-- Start --
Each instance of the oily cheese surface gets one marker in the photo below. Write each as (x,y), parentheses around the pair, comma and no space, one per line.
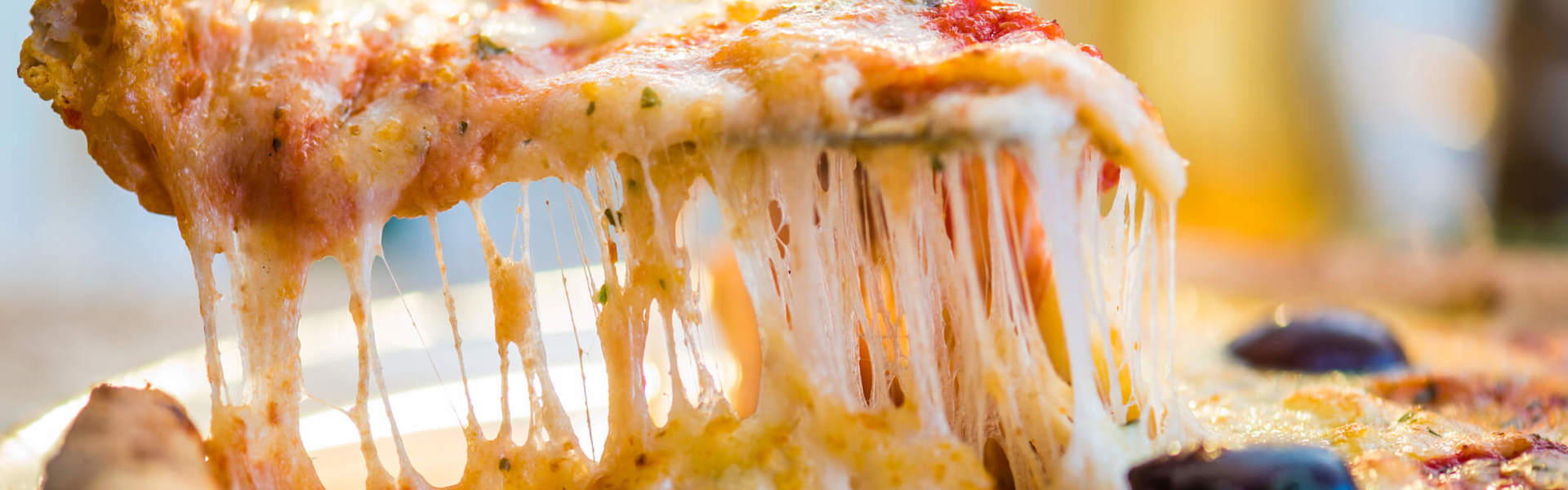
(1477,408)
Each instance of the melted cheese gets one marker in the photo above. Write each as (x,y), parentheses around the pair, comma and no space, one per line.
(922,181)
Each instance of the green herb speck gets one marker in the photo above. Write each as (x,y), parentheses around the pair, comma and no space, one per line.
(485,47)
(649,98)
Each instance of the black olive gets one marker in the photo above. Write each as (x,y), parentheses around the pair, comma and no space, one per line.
(1321,341)
(1252,469)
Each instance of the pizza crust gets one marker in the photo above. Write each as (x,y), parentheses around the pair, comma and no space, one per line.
(131,439)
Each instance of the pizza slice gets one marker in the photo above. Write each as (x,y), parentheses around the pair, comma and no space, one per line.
(983,206)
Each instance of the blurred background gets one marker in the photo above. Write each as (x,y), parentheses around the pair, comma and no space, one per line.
(1396,149)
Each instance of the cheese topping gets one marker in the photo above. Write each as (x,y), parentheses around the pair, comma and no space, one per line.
(918,180)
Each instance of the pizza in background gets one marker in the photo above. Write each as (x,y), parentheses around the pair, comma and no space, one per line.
(952,226)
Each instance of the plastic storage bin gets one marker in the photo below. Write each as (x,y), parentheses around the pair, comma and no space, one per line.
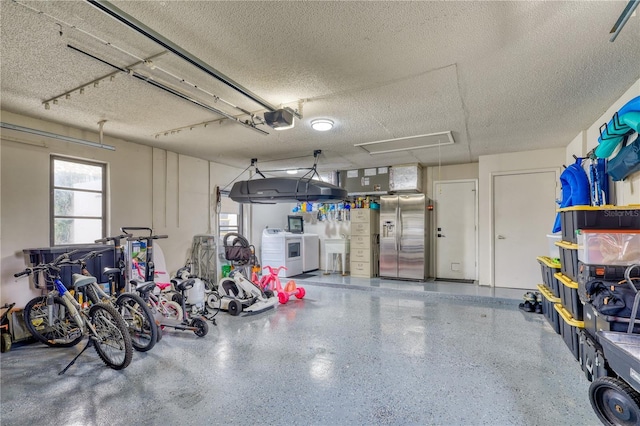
(592,359)
(608,247)
(569,328)
(586,273)
(604,217)
(548,268)
(548,301)
(554,253)
(95,266)
(569,259)
(569,296)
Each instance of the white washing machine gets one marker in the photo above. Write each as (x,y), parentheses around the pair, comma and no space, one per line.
(280,248)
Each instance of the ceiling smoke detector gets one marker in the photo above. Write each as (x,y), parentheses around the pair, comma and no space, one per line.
(280,119)
(321,124)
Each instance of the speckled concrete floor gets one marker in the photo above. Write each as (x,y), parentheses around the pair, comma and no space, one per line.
(340,356)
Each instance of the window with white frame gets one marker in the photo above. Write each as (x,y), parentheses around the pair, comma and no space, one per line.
(78,201)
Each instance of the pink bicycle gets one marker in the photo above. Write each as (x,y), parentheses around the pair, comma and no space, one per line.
(272,282)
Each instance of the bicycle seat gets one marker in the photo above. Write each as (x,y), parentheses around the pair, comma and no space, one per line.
(186,285)
(111,271)
(80,280)
(144,288)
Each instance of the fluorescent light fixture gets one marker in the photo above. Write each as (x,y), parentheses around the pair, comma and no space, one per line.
(407,143)
(55,136)
(321,124)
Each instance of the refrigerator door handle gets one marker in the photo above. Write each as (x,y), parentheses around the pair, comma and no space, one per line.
(399,230)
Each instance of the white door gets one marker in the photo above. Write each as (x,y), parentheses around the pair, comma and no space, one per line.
(456,230)
(524,210)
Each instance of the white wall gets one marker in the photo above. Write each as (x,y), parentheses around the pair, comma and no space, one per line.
(171,193)
(628,191)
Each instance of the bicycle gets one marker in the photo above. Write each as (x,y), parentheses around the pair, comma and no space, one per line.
(120,264)
(135,312)
(58,319)
(139,318)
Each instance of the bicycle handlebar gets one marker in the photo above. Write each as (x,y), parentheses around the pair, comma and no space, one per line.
(150,237)
(126,229)
(27,271)
(115,238)
(64,256)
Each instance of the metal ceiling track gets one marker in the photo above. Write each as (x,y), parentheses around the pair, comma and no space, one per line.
(141,28)
(170,90)
(624,17)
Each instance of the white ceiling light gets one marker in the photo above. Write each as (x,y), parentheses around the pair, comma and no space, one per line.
(321,124)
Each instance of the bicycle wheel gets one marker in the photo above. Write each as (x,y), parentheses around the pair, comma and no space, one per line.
(55,330)
(139,319)
(171,310)
(112,340)
(92,295)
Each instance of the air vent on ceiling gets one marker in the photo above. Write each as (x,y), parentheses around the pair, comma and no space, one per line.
(408,143)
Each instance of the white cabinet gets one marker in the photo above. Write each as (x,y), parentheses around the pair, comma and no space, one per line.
(365,225)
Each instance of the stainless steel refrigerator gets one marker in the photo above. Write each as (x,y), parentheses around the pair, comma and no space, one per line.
(403,236)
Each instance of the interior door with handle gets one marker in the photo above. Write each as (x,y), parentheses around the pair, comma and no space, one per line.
(524,209)
(456,230)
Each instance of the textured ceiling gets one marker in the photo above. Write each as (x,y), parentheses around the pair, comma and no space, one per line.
(501,76)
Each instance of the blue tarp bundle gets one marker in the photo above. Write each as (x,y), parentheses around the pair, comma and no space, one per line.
(575,189)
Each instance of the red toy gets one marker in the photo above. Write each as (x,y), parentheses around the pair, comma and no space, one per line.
(272,282)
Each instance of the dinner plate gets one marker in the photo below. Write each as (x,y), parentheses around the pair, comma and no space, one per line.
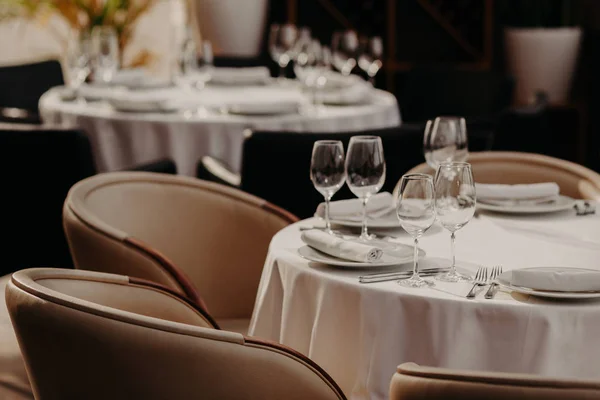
(386,260)
(561,204)
(504,280)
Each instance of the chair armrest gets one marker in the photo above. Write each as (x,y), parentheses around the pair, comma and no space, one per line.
(164,166)
(213,170)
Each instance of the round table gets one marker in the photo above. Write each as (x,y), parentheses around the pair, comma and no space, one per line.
(124,139)
(360,332)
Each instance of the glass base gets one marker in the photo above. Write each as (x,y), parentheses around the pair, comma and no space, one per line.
(453,276)
(415,282)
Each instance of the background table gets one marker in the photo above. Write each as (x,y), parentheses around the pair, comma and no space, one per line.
(120,140)
(360,332)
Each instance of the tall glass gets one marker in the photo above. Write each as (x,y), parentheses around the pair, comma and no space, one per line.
(455,202)
(327,171)
(365,172)
(370,59)
(78,60)
(416,213)
(445,140)
(105,49)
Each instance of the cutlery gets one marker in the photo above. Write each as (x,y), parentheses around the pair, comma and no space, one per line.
(480,280)
(393,276)
(496,271)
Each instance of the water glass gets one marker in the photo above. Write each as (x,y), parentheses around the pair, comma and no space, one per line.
(365,172)
(105,49)
(455,202)
(327,171)
(445,140)
(416,213)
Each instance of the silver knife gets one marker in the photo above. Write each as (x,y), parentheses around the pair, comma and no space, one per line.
(392,276)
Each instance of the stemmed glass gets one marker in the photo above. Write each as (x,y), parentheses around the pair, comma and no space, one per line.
(365,172)
(445,140)
(105,48)
(282,39)
(455,205)
(327,171)
(78,60)
(370,57)
(416,212)
(344,48)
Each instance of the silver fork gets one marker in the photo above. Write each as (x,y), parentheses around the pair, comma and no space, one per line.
(496,271)
(480,280)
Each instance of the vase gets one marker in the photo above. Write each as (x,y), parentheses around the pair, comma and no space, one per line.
(542,59)
(234,27)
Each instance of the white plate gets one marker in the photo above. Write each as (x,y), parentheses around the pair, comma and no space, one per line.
(504,280)
(387,260)
(561,204)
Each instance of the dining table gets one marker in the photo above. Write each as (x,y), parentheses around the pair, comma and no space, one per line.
(121,139)
(360,332)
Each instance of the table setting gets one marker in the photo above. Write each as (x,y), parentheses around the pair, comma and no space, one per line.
(428,275)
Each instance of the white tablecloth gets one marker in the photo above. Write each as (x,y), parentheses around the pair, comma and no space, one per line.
(121,140)
(360,332)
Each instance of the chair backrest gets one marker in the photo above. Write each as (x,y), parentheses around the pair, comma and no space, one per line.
(276,165)
(199,238)
(573,179)
(23,85)
(39,165)
(413,382)
(99,336)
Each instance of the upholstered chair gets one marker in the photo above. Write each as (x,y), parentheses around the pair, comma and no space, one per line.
(203,240)
(574,180)
(91,335)
(413,382)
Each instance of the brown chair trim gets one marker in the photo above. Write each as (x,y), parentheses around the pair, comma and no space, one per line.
(280,212)
(186,285)
(162,288)
(288,350)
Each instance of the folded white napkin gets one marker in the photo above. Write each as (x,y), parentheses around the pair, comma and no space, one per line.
(240,76)
(340,248)
(351,210)
(557,279)
(535,192)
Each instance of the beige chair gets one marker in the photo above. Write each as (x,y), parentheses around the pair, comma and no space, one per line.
(413,382)
(204,240)
(574,180)
(90,335)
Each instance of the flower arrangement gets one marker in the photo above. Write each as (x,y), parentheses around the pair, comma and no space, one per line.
(84,15)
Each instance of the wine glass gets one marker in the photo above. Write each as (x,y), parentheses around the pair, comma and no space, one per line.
(455,205)
(282,39)
(105,48)
(365,172)
(327,171)
(416,212)
(445,140)
(344,48)
(370,57)
(78,60)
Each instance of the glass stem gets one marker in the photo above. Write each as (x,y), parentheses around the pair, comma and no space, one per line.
(327,221)
(364,233)
(452,245)
(416,260)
-- End --
Stated problem -> Reproduce verbatim every line of the material from the one containing "Each instance of the glass stem" through the final line of the material, including both ends.

Written reply ->
Each instance of the glass stem gets one marker in the photo above. Write each as (x,y), parentheses around the pair, comma and no space, one per line.
(327,221)
(364,233)
(452,245)
(416,260)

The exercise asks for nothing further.